** START OF Data lines **

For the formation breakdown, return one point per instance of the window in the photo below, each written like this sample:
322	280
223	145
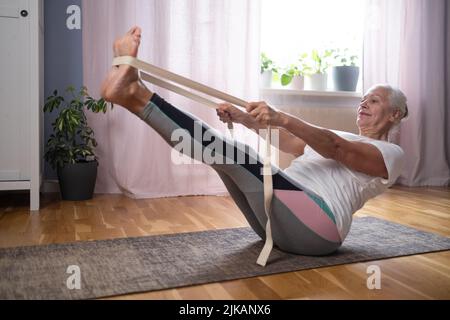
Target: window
292	27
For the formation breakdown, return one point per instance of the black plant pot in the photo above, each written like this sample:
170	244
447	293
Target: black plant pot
77	181
345	78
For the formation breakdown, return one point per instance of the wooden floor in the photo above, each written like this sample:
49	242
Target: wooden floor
424	276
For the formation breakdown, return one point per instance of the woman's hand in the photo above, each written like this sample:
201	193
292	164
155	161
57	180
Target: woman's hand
264	114
229	113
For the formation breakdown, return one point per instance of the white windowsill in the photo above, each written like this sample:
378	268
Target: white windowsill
279	97
311	93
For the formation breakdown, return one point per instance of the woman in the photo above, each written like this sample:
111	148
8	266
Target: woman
334	174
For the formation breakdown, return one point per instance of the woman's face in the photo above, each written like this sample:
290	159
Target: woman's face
375	113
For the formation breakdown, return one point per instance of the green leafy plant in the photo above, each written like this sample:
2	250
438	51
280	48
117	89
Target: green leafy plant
267	64
344	57
72	140
294	70
319	61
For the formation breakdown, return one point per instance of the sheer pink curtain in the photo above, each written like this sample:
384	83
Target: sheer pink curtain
215	42
406	45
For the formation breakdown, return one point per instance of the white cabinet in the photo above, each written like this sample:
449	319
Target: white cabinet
21	96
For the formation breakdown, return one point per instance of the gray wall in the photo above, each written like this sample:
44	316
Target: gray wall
63	57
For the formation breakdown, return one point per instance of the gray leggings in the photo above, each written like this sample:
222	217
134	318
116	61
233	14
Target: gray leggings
297	226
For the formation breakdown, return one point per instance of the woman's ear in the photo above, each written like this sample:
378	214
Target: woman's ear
396	116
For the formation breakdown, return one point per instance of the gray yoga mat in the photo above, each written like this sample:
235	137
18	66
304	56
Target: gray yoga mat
124	266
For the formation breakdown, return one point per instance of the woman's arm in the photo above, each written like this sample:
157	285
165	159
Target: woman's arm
288	142
362	157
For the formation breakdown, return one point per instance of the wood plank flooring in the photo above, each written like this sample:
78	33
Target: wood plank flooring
424	276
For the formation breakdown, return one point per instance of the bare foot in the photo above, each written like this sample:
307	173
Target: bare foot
122	85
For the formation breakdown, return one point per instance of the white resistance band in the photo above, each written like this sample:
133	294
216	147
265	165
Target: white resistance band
267	171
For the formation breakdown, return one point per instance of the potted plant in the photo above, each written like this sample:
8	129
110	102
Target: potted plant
70	149
268	68
294	76
345	71
317	69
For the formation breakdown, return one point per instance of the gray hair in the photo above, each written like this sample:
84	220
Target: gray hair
397	100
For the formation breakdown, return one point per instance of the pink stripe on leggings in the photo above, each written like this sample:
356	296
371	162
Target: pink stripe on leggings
309	213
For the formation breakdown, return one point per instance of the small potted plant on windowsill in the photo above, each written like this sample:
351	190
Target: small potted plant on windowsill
294	76
268	69
345	70
70	149
317	75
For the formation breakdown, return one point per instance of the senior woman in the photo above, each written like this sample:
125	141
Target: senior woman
334	173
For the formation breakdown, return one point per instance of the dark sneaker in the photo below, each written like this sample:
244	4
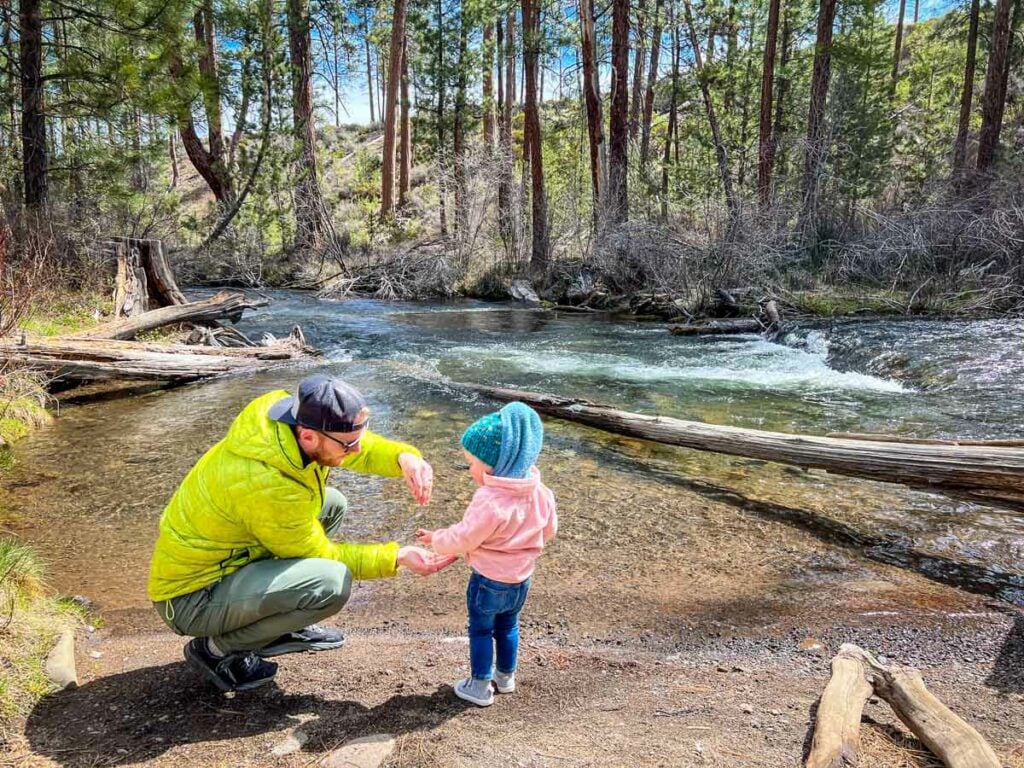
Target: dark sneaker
235	672
313	637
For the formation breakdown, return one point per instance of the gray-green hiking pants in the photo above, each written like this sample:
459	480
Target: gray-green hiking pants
261	601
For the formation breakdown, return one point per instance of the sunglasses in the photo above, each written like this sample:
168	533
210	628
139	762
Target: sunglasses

** END OF Data lines **

• [Exercise] Please convert all the rows above into a Markdown table with the columns "No." and "Row text", putting each non-blank line in its own table row with a running number. Leave the pictures out.

• [Finished task]
| No. | Row text |
|---|---|
| 1 | For the formation breakdown, return one point per instance of the window in the photo below, each written like this sample: |
| 2 | 322	280 |
| 3 | 223	145 |
| 4 | Target: window |
| 5 | 292	27 |
| 6 | For the formation breakdown, return one point per instance of the black plant pot in the photo above, each written like this sample: |
| 7 | 170	244 |
| 8 | 447	293 |
| 9 | Target: black plant pot |
| 10 | 77	181 |
| 11 | 345	78 |
| 12 | For the formation breakdown, return one point per instance of the wooden floor in the photo above, each written like this sample: |
| 13 | 49	242 |
| 14 | Target: wooden floor |
| 15 | 424	276 |
| 16 | For the formation breakdown, return one point per instance of the woman's hand in the photo above, each written like this sample: |
| 17 | 201	193 |
| 18 | 292	164 |
| 19 | 155	161 |
| 20 | 57	180 |
| 21 | Target: woman's hand |
| 22 | 264	114 |
| 23 | 229	113 |
| 24 | For the formation breakdown, return one point per instance of the white windowsill in the photo above, each written like this sample: |
| 25 | 378	268 |
| 26 | Target: white windowsill |
| 27 | 279	97 |
| 28 | 311	93 |
| 29 | For the formation breakdown, return one point per instance of the woman in the photo above, each written like this sample: |
| 30 | 111	148 |
| 31 | 8	266 |
| 32 | Target: woman |
| 33 | 334	174 |
| 34 | For the formation breakdown, return one point per instance of the woman's face in the photo above, each written like this sample: |
| 35 | 290	159 |
| 36 | Target: woman's face |
| 37 | 375	113 |
| 38 | For the formation breakdown, return one point per instance of the green leafy plant in the photo above, each written like this sample: |
| 39 | 2	250 |
| 40 | 438	51 |
| 41 | 280	48 |
| 42 | 117	89 |
| 43 | Target: green leafy plant |
| 44 | 267	64 |
| 45 | 344	57 |
| 46 | 72	140 |
| 47 | 294	70 |
| 48 | 319	61 |
| 49 | For the formation breakdown, return one point per instance of the sheer pink curtain in the photo above, each written like this sample: |
| 50 | 384	83 |
| 51 | Target: sheer pink curtain |
| 52 | 215	42 |
| 53 | 406	45 |
| 54 | For the formation breakdown, return one point per instance of the white cabinet in the photo above, each written like this sample: |
| 55 | 449	319 |
| 56 | Target: white cabinet |
| 57 | 21	96 |
| 58 | For the formation breakdown, return one point per instance of the gray wall in the photo above, each written like this sample: |
| 59 | 44	316 |
| 60 | Target: gray wall |
| 61 | 63	57 |
| 62 | For the formation breakdown, return one point per instance of the gray leggings in the photo above, each written like this sample: |
| 63 | 222	217 |
| 64 | 134	318 |
| 65 | 116	61 |
| 66 | 233	14 |
| 67 | Target: gray leggings |
| 68 | 297	226 |
| 69 | For the formation breakdown, return one point per instance of the woman's ear in the photo above, each written like this sample: |
| 70 | 378	214 |
| 71 | Target: woman's ear |
| 72 | 396	116 |
| 73 | For the formation breakdown, return one point per instance of the gray yoga mat in the photo above, each written like this sample: |
| 74 | 235	137 |
| 75 | 18	66 |
| 76 | 304	56 |
| 77 | Target: gray yoga mat |
| 78 | 124	266 |
| 79 | For the formation breakdown, return one point per instance of the woman's arm in the photo above, each written like this sample: |
| 80 | 157	285 |
| 81 | 165	159 |
| 82 | Target: woman's arm |
| 83 | 288	142 |
| 84 | 362	157 |
| 85 | For the formation breakdown, return one point per instance of the wood plank flooring in the photo above, each written like this sample: |
| 86 | 78	33 |
| 87 | Target: wood plank flooring |
| 88 | 424	276 |
| 89 | For the formation breakdown, return one point per instance of the bare foot in the photo above, each written like this sample: |
| 90 | 307	173 |
| 91 | Target: bare foot |
| 92 | 122	85 |
| 93 | For the formation breakdown, return one point per instance of the white resistance band in the photo above, each written like this sample: |
| 94 | 133	294 |
| 95 | 216	147 |
| 96 | 265	165 |
| 97 | Target: white resistance band |
| 98 | 267	171 |
| 99 | For the formation breakdown, return one point per instance of the potted plant in the photo above, each written like this sample: |
| 100 | 8	129 |
| 101 | 110	102 |
| 102 | Target: potted plant |
| 103 | 70	149 |
| 104 | 268	68 |
| 105 | 294	76 |
| 106 | 345	71 |
| 107 | 317	69 |
| 108 | For the formation breakdown, return one point per instance of the gray hair in the photo above, each written like this sample: |
| 109 | 84	220 |
| 110 | Target: gray hair |
| 111 | 397	100 |
| 112 | For the formation breakdown, return one point per instance of the pink stripe on leggings in the photo above, each written like this sample: |
| 113 | 356	296 |
| 114 | 371	162 |
| 115 | Target: pink stripe on leggings |
| 116 | 309	213 |
| 117 | For the formation breakdown, return one point per instance of the small potted plant on windowsill in the photo above, each written like this sample: |
| 118 | 351	190 |
| 119 | Target: small potted plant on windowsill |
| 120 | 294	76 |
| 121 | 268	69 |
| 122 | 345	70 |
| 123 | 70	149 |
| 124 | 317	75 |
| 125 | For the formation breakdown, return one point per instance of the senior woman in the photo above, each written like this sample: |
| 126 | 125	141 |
| 127 | Target: senior woman |
| 128 | 334	173 |
| 129 | For the formation breakdown, return one point per instance of the dark sneaker in the photo below, each written like this sample: |
| 130 | 244	4 |
| 131 | Target: dark sneaker |
| 132 | 235	672 |
| 133 | 313	637 |
| 134 | For the formation breakdown, return one point per instance of the gray-green hiking pants in the photo above, each written like this sample: |
| 135 | 459	480 |
| 136 | Target: gray-green hiking pants |
| 137 | 261	601 |
| 138 | For the formation breakdown, return one point per instance of the sunglasses in the photo above, each written like this sample: |
| 139 | 168	533 |
| 140 | 210	628 |
| 141 | 139	762 |
| 142 | Target: sunglasses |